**Records provided**
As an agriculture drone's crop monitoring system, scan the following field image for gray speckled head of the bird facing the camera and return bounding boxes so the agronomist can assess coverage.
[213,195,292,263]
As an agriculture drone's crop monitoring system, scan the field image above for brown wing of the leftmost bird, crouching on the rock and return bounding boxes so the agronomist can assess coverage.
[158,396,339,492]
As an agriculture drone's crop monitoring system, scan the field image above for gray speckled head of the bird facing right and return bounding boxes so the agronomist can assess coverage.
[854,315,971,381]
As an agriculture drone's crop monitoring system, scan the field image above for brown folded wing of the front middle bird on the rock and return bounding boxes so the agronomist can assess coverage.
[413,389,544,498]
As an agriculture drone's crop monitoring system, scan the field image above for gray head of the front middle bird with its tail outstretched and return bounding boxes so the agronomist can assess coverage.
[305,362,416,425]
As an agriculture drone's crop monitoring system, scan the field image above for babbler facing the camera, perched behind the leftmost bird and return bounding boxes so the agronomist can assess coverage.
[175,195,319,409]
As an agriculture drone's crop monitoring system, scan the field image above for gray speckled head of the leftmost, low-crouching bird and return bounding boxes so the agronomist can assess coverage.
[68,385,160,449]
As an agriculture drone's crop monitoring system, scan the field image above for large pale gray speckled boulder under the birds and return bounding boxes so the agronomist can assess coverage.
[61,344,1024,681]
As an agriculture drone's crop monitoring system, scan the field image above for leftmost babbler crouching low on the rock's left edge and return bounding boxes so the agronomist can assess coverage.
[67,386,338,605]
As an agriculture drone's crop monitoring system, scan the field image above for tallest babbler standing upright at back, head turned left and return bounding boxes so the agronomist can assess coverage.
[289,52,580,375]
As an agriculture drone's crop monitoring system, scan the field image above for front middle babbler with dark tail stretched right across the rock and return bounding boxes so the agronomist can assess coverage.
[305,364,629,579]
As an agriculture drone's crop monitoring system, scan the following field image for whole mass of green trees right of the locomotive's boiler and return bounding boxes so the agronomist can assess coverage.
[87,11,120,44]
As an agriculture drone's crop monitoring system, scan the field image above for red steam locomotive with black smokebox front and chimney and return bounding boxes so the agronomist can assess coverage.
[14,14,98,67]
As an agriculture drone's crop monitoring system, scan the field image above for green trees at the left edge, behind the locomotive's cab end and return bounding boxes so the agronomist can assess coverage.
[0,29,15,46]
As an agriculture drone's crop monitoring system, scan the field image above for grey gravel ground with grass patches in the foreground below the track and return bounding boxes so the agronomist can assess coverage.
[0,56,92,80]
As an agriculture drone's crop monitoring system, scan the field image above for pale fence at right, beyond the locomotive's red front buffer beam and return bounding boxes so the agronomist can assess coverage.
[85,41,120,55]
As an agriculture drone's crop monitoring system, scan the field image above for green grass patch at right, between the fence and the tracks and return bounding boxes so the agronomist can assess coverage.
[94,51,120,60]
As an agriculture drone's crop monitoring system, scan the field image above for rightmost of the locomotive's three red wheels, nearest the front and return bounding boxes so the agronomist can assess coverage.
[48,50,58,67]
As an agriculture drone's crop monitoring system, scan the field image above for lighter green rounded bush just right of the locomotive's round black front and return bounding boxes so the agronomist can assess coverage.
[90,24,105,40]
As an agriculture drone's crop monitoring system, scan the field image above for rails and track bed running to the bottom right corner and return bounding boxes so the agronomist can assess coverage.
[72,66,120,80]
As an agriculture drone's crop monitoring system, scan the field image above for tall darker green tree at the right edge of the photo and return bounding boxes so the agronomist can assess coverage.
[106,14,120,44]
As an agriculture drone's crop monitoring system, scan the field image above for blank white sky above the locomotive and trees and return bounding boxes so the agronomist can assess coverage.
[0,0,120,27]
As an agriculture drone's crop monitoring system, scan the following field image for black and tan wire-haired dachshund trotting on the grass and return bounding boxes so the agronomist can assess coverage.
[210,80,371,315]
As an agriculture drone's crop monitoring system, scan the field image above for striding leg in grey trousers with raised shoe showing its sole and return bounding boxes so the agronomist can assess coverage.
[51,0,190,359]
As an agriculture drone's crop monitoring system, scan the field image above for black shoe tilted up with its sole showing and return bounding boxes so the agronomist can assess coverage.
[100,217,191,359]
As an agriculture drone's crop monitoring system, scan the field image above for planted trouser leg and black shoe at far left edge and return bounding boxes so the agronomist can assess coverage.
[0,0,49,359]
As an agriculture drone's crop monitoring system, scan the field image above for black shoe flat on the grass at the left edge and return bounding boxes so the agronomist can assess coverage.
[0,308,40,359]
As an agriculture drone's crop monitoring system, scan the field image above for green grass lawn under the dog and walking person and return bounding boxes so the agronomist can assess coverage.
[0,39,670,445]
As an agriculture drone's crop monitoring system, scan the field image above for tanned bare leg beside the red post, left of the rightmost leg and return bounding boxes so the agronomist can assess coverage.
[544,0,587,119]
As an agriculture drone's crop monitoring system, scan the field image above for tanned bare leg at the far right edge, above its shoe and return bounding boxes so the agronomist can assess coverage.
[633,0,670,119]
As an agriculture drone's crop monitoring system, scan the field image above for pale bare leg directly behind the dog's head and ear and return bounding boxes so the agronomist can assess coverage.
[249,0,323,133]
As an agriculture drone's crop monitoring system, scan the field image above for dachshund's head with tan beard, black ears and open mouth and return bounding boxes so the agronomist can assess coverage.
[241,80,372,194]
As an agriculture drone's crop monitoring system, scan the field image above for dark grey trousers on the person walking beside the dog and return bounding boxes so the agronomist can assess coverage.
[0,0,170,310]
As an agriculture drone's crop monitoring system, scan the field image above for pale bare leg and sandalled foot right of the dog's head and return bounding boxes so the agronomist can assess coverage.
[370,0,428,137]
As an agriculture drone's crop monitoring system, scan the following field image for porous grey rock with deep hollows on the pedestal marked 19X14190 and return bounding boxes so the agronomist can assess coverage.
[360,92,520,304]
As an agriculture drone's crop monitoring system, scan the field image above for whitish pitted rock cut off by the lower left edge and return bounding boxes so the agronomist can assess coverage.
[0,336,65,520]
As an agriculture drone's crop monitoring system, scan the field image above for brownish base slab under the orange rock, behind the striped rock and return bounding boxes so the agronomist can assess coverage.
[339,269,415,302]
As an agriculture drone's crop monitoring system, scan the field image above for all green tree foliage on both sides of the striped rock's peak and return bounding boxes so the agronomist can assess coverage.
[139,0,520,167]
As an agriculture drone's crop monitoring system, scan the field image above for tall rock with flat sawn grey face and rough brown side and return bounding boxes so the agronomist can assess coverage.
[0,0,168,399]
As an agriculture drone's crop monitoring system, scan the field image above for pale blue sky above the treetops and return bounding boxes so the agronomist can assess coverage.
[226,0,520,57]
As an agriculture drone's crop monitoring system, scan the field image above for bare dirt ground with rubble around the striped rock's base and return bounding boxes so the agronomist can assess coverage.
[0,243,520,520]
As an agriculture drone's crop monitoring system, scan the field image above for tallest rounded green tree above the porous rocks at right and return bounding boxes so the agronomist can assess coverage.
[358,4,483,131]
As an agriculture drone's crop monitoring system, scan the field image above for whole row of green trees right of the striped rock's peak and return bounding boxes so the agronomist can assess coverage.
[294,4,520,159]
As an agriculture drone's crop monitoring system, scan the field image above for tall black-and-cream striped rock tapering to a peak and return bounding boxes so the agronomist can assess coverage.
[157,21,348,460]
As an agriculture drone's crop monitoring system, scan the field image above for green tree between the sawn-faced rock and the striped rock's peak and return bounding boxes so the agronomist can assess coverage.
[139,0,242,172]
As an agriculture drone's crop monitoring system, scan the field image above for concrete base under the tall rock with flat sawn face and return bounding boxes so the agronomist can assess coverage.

**Task to carry out**
The answer must be the full listing, copied exactly.

**Written answer**
As an agriculture drone's crop monitoring system, scan the following field image for gray speckled head of the bird facing the camera and return bounding boxes so the agronomist can assess coverage.
[213,195,292,263]
As an agriculture drone's crop monitoring system, scan the field image above for brown wing of the leftmost bird, crouching on the rock and return bounding boxes so the agronomist can assess coverage.
[158,396,339,492]
As an agriculture drone's crop monitoring system, scan the field image above for gray speckled head of the bird facing right and return bounding boxes so the agronomist can assess coverage.
[854,315,971,381]
As an agriculture drone's crop monitoring system, scan the field image above for brown folded wing of the front middle bird on the rock and return bounding boxes so the agronomist can assess coverage.
[413,389,544,498]
As an agriculture drone's crop monitoring system, scan the field image above for gray head of the front middle bird with its tail outstretched and return bounding boxes so the agronomist can assess coverage.
[305,362,416,425]
As an agriculture drone's crop monitoring system, scan the field image above for babbler facing the camera, perched behind the leftmost bird and return bounding boxes so the agronomist can assess coverage.
[175,195,319,409]
As an agriculture drone's crop monitoring system, scan the field image above for gray speckled head of the leftmost, low-crouching bird and return bounding boxes so the agronomist can assess coverage.
[68,385,160,449]
As an agriculture drone's crop monitoring system, scan the field image above for large pale gray speckled boulder under the birds and return bounding boxes so the agronomist can assess coverage.
[61,344,1024,681]
As an agriculture drone's crop monitoring system, scan the field image above for leftmost babbler crouching low on the rock's left edge and return bounding boxes so the agronomist can assess coverage.
[67,386,338,605]
As an agriculture drone's crop monitoring system, scan the field image above for tallest babbler standing upright at back, head turned left and return bounding boxes so the agronomist can assess coverage.
[289,52,580,375]
As an agriculture drone's crop monitoring system, scan the field image above for front middle babbler with dark tail stretched right across the rock and return bounding boxes so the agronomist can assess coverage.
[305,364,629,579]
As an agriculture drone's crop monitoring system, scan the following field image for whole mass of green trees right of the locomotive's boiler and return bounding boxes so the agronomist can assess coverage.
[87,11,120,44]
As an agriculture drone's crop monitoring system, scan the field image above for red steam locomotive with black smokebox front and chimney and return bounding boxes so the agronomist can assess coverage.
[14,14,98,67]
As an agriculture drone's crop monitoring system, scan the field image above for green trees at the left edge, behind the locomotive's cab end and return bounding boxes so the agronomist can assess coverage.
[0,29,15,46]
As an agriculture drone's crop monitoring system, scan the field image above for grey gravel ground with grass patches in the foreground below the track and return bounding boxes so the agronomist can assess coverage.
[0,56,92,80]
As an agriculture drone's crop monitoring system, scan the field image above for pale fence at right, beyond the locomotive's red front buffer beam and return bounding boxes so the agronomist can assess coverage.
[85,41,120,55]
As an agriculture drone's crop monitoring system, scan the field image above for green grass patch at right, between the fence and the tracks and return bounding boxes so the agronomist can assess coverage.
[94,51,120,60]
As an agriculture drone's crop monitoring system, scan the field image above for rightmost of the locomotive's three red wheels, nearest the front and return bounding boxes so the agronomist can assess coverage.
[48,50,58,67]
As an agriculture drone's crop monitoring system, scan the field image above for lighter green rounded bush just right of the locomotive's round black front and return bounding boxes so the agronomist can assess coverage.
[90,24,105,40]
As an agriculture drone's crop monitoring system, scan the field image above for rails and track bed running to the bottom right corner and return bounding boxes so the agronomist can assess coverage.
[72,66,120,80]
As an agriculture drone's crop monitoring system, scan the field image above for tall darker green tree at the right edge of the photo and return bounding boxes so the agronomist can assess coverage.
[106,14,120,44]
As an agriculture drone's crop monitoring system, scan the field image above for blank white sky above the locomotive and trees and return bounding boxes so the agronomist can assess coverage.
[0,0,120,27]
As an agriculture drone's crop monitoring system, scan the following field image for black and tan wire-haired dachshund trotting on the grass and return bounding boxes so the agronomist can assess coverage.
[210,80,371,315]
As an agriculture drone's crop monitoring system, scan the field image above for striding leg in grey trousers with raised shoe showing its sole and return bounding boxes so the agronomist can assess coverage.
[51,0,190,359]
As an agriculture drone's crop monitoring system, scan the field image above for black shoe tilted up with its sole showing and return bounding boxes so the agronomist can assess coverage.
[100,217,191,359]
As an agriculture drone's crop monitoring system, scan the field image above for planted trouser leg and black shoe at far left edge and return bounding boxes so the agronomist can assess coverage.
[0,0,49,359]
As an agriculture drone's crop monitoring system, scan the field image above for black shoe flat on the grass at the left edge and return bounding boxes so the agronomist can assess coverage.
[0,308,40,359]
As an agriculture drone's crop monitoring system, scan the field image above for green grass lawn under the dog and walking person and return bounding boxes so the agronomist can assess coverage.
[0,39,670,445]
As an agriculture drone's crop monitoring system, scan the field image above for tanned bare leg beside the red post, left of the rightmost leg and return bounding boxes so the agronomist can assess coverage.
[544,0,587,119]
As an agriculture drone's crop monitoring system, scan the field image above for tanned bare leg at the far right edge, above its shoe and return bounding boxes so the agronomist can assess coverage.
[633,0,670,119]
As an agriculture drone's crop monitoring system, scan the field image above for pale bare leg directly behind the dog's head and ear and return bounding boxes so the agronomist can assess coverage.
[249,0,323,133]
As an agriculture drone's crop monitoring system, scan the field image above for dachshund's head with tan beard, black ears and open mouth and return bounding boxes so the agronomist can assess coverage.
[241,80,372,194]
As an agriculture drone's crop monitoring system, scan the field image above for dark grey trousers on the person walking beside the dog and return bounding boxes so the agronomist can assess coverage.
[0,0,170,310]
As an agriculture drone's crop monitoring system, scan the field image above for pale bare leg and sandalled foot right of the dog's head and return bounding boxes so the agronomist can assess coverage.
[370,0,428,137]
As an agriculture drone's crop monitoring system, scan the following field image for porous grey rock with deep hollows on the pedestal marked 19X14190 and return bounding boxes so the agronomist can assess coverage.
[360,92,520,304]
As an agriculture drone's crop monitoring system, scan the field image above for whitish pitted rock cut off by the lower left edge and return bounding boxes so the agronomist can assess coverage.
[0,336,65,520]
As an agriculture drone's crop monitoring system, scan the field image above for brownish base slab under the orange rock, behind the striped rock and return bounding boxes so the agronomist can assess coverage.
[339,269,415,302]
As an agriculture drone's crop monitoring system, scan the field image above for all green tree foliage on both sides of the striped rock's peak and return bounding boxes so the agronomist can assess coverage.
[139,0,520,167]
As an agriculture drone's crop monitoring system, scan the field image above for tall rock with flat sawn grey face and rough brown side and return bounding boxes so the agronomist can assess coverage.
[0,0,168,399]
As an agriculture drone's crop monitoring system, scan the field image above for pale blue sky above the treetops and return bounding boxes so the agronomist can assess coverage.
[226,0,520,57]
As an agriculture drone's crop monitoring system, scan the field image above for bare dirt ground with rubble around the striped rock's base and return bounding boxes so the agronomist can assess coverage.
[0,243,520,520]
As an agriculture drone's crop monitoring system, scan the field image above for tallest rounded green tree above the porous rocks at right and return bounding boxes so the agronomist can assess coverage.
[358,4,483,131]
As an agriculture drone's crop monitoring system, scan the field image above for whole row of green trees right of the striped rock's peak and return bounding boxes so the agronomist can assess coverage.
[294,4,520,159]
As an agriculture drone's crop monitoring system, scan the field image above for tall black-and-cream striped rock tapering to a peak and return bounding boxes so the agronomist can assess coverage.
[157,21,348,460]
As an agriculture drone's crop monitoring system, scan the field image above for green tree between the sawn-faced rock and the striped rock's peak and return bounding boxes so the agronomist can assess coverage.
[139,0,242,172]
As an agriculture drone's crop monitoring system, scan the field image above for concrete base under the tall rock with flat sawn face and return bounding boxes so the agronomist can assess coverage.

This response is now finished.